_Excerpt provided_.
This Italian journey ended with Robert Harris’s Conclave, set in the Vatican during the election of a new pope. It has the intrigue that one would expect from Harris, along with his attention to liturgical detail and in this case a seasoning of Latin, culminating in a cracking good ending (I’ll stop myself there as this is a non-spoiler zone).

To close, and having nothing to do with Italy, the death of N. Scott Momaday last week has had me reading his poems again. Masterful.

Brexit, Trump and W.B. Yeats

Yeats’ ‘The Second Coming’ has had a revival over the past year or so. With reactions to Brexit and Trump, the poem was quoted more in 2016 than in the total of the previous 30 years. (Wall Street Journal and Factiva).

 

Now here we are in 2017. So far, Brexit has unleashed a rise in hate crimes, economic uncertainty and feelings of general incomprehension in the UK as ‘things fall apart’ and as we watch as ‘the centre cannot hold.’ In Trump’s America, a ‘blood-dimmed tide’ is both present and inevitable as mass shootings are condoned and conflicts overseas are rekindled with heated rhetoric.

But what is to come of all of this? I revisit the poem:

The Second Coming

Turning and turning in the widening gyre
The falcon cannot hear the falconer;
Things fall apart; the centre cannot hold;
Mere anarchy is loosed upon the world,
The blood-dimmed tide is loosed, and everywhere
The ceremony of innocence is drowned;
The best lack all conviction, while the worst
Are full of passionate intensity.

Surely some revelation is at hand;
Surely the Second Coming is at hand.
The Second Coming! Hardly are those words out
When a vast image out of Spiritus Mundi
Troubles my sight: a waste of desert sand;
A shape with lion body and the head of a man,
A gaze blank and pitiless as the sun,
Is moving its slow thighs, while all about it
Wind shadows of the indignant desert birds.

_What is needed_.
Please carry on the Yeats post from the point where it stops. The rows have no connection to the Yeats post.

_Dataset entries_.
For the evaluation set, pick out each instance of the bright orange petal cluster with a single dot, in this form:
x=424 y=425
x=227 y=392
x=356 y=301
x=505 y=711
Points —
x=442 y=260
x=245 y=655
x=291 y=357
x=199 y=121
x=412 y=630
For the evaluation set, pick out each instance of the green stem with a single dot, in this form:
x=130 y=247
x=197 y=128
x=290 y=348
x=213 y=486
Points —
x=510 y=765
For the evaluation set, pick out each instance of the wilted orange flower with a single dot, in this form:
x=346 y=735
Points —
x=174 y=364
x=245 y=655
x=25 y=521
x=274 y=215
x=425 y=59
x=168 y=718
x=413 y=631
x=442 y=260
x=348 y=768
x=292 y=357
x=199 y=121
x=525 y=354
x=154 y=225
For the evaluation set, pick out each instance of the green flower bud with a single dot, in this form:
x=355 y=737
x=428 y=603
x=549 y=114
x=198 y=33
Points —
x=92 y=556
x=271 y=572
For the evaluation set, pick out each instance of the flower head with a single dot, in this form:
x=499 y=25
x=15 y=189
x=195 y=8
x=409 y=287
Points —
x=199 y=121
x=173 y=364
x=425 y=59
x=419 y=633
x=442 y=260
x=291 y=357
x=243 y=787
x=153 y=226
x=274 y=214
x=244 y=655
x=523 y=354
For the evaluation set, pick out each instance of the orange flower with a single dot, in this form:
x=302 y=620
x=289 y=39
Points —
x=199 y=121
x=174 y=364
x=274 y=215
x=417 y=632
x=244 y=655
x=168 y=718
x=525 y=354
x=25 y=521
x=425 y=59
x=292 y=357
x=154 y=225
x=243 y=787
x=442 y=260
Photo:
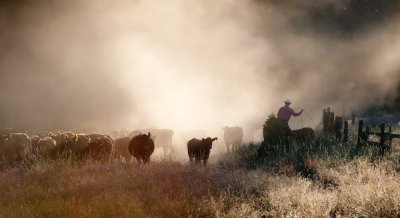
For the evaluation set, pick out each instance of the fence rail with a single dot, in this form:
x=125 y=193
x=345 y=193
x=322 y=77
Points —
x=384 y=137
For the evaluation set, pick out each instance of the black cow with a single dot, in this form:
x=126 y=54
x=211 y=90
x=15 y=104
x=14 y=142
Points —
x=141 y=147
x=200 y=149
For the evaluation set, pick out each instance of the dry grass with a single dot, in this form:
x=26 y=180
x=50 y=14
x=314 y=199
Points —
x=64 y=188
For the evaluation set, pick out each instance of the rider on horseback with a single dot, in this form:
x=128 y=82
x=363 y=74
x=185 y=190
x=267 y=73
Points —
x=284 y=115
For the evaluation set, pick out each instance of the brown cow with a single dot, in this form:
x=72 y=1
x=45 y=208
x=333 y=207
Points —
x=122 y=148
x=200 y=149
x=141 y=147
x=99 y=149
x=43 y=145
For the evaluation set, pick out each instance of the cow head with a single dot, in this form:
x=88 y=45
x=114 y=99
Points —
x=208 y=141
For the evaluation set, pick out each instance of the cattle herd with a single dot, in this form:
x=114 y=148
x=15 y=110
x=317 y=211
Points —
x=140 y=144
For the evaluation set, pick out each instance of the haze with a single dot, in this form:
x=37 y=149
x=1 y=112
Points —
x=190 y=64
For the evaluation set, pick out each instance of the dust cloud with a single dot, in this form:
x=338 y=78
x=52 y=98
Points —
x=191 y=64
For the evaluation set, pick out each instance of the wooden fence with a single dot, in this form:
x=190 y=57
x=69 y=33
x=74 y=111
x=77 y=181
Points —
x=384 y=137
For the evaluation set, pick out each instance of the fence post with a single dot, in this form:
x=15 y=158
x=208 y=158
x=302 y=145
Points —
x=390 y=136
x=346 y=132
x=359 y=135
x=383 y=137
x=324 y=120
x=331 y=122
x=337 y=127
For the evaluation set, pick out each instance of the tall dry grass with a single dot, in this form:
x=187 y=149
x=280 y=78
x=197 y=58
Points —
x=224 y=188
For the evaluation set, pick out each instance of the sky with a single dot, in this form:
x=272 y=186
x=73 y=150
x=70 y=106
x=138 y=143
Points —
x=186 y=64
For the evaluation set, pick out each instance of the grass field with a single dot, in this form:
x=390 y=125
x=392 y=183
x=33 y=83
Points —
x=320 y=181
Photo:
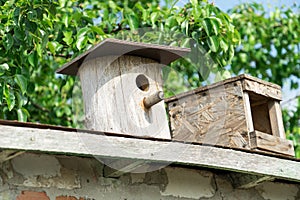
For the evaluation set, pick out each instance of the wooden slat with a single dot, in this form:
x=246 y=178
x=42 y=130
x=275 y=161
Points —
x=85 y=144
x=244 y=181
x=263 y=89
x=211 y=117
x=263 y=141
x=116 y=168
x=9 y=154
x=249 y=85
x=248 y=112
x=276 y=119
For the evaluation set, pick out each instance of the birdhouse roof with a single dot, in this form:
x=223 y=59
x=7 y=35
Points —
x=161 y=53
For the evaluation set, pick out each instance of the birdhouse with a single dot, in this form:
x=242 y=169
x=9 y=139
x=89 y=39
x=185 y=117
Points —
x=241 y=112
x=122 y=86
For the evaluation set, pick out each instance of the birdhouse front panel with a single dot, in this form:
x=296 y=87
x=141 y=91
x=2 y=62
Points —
...
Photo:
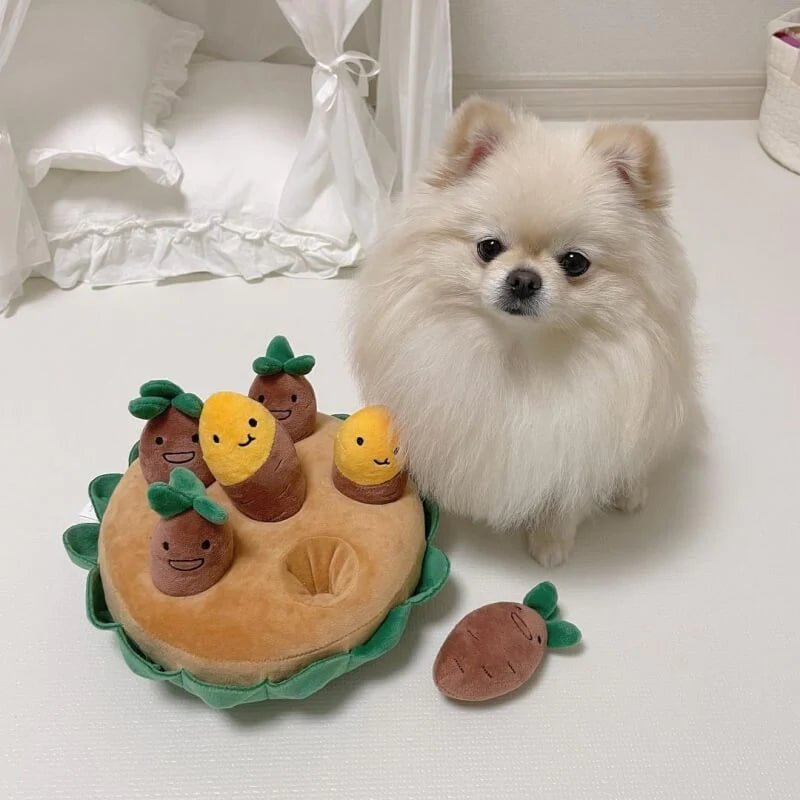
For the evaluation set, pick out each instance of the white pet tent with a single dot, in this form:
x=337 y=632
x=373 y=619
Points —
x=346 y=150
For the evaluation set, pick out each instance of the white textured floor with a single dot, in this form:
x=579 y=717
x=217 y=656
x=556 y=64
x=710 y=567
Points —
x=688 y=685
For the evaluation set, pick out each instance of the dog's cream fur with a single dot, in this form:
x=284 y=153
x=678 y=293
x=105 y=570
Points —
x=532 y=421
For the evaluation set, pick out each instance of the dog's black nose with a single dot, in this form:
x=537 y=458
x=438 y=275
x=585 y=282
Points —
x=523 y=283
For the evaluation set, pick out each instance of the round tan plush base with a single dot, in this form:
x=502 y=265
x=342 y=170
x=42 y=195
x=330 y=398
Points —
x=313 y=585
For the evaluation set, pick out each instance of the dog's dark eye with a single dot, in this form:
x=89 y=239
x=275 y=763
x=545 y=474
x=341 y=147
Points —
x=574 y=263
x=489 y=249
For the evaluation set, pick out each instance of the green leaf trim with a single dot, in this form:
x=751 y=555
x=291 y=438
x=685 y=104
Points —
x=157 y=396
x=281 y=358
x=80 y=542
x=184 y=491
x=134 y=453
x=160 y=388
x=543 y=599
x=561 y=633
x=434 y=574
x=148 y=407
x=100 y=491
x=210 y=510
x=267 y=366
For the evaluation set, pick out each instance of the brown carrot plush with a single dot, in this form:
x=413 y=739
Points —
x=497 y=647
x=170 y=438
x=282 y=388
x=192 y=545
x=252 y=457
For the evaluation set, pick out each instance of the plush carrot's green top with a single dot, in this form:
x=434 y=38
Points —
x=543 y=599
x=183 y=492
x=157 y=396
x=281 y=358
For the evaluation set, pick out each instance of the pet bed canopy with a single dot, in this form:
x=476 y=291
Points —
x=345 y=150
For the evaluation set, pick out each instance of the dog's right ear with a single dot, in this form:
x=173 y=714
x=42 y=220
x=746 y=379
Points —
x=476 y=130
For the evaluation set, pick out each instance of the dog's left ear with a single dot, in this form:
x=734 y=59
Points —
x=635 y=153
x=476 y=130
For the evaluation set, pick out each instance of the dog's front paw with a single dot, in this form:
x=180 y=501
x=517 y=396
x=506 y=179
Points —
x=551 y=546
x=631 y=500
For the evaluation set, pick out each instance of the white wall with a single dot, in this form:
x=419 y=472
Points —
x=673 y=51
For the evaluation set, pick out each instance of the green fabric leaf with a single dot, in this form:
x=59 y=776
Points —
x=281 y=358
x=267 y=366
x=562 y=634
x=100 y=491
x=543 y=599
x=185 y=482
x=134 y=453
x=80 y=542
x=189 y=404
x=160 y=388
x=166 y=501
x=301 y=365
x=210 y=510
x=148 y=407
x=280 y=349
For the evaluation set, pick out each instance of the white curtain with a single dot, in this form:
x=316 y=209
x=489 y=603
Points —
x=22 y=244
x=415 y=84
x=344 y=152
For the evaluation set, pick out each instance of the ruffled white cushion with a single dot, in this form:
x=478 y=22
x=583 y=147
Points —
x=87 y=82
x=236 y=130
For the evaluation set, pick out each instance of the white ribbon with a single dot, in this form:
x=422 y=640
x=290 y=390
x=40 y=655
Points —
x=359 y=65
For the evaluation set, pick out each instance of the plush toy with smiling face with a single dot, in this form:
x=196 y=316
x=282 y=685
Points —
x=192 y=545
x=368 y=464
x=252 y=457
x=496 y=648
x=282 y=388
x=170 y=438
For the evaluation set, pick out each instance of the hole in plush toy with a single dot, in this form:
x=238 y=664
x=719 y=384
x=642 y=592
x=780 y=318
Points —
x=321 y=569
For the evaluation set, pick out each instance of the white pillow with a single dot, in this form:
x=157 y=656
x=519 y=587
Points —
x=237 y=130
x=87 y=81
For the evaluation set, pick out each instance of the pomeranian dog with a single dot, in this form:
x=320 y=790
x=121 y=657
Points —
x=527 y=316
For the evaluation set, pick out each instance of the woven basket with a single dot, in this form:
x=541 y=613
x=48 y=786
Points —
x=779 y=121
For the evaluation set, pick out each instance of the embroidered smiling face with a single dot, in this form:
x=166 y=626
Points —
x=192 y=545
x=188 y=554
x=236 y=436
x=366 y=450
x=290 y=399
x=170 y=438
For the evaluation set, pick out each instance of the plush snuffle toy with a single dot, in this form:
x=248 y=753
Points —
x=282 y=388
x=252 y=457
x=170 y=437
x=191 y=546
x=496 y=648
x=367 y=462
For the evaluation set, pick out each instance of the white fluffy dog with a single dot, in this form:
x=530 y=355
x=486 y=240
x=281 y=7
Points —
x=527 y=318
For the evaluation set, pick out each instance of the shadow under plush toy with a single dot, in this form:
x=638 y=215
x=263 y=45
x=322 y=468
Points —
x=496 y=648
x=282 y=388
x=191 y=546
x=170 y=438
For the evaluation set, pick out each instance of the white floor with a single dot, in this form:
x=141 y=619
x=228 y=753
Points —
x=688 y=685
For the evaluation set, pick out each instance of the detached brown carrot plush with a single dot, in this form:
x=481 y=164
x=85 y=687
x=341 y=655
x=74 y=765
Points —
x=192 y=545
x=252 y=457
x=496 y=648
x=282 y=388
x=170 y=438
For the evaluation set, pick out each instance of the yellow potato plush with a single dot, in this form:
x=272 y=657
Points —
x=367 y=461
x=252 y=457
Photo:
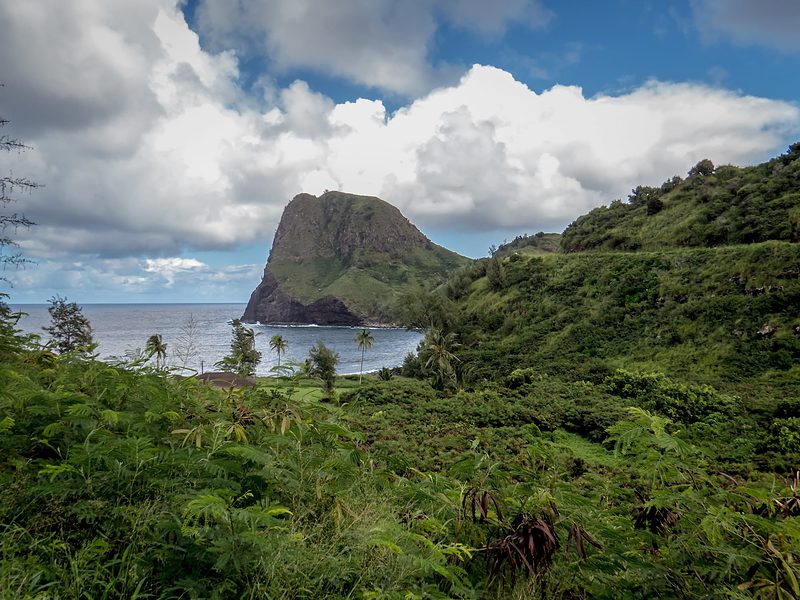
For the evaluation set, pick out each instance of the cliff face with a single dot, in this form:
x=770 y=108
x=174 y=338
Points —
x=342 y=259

_Response to this task_.
The darkness drops again but now I know
That twenty centuries of stony sleep
Were vexed to nightmare by a rocking cradle,
And what rough beast, its hour come round at last,
Slouches towards Bethlehem to be born?

Written in 1919, soon after the First World War and the Russian Revolution, this work reacts to the horrors and violence of such conflicts. More importantly, it expresses apprehension over what is to come. Over the years, many have seen this poem as an accurate premonition of a second coming in the form of an anti-Christ – Adolph Hitler. As has been pointed out by many in the press, the present day holds startling parallels to pre-War Germany, with the rise of nationalistic propaganda and untruths capable of seducing millions.

Yet, I feel the need to put this into perspective. Others have alluded to this poem over the years. Joan Didion’s collection of essays Slouching Towards Bethlehem, Chinua Achebe’s Things Fall Apart and Joni Mitchell’s song ‘Night Ride Home’ are among the many works to keep this poem alive. These works were written long before Brexit and Trump and each with their own political concerns and fears at their time.  Seen collectively like this, I do wonder if the recent malaise – the far-right, the hate crimes, the nationalistic fervour – are all part of a tide that will inevitably ebb back to something perhaps different, but manageable, less worrying.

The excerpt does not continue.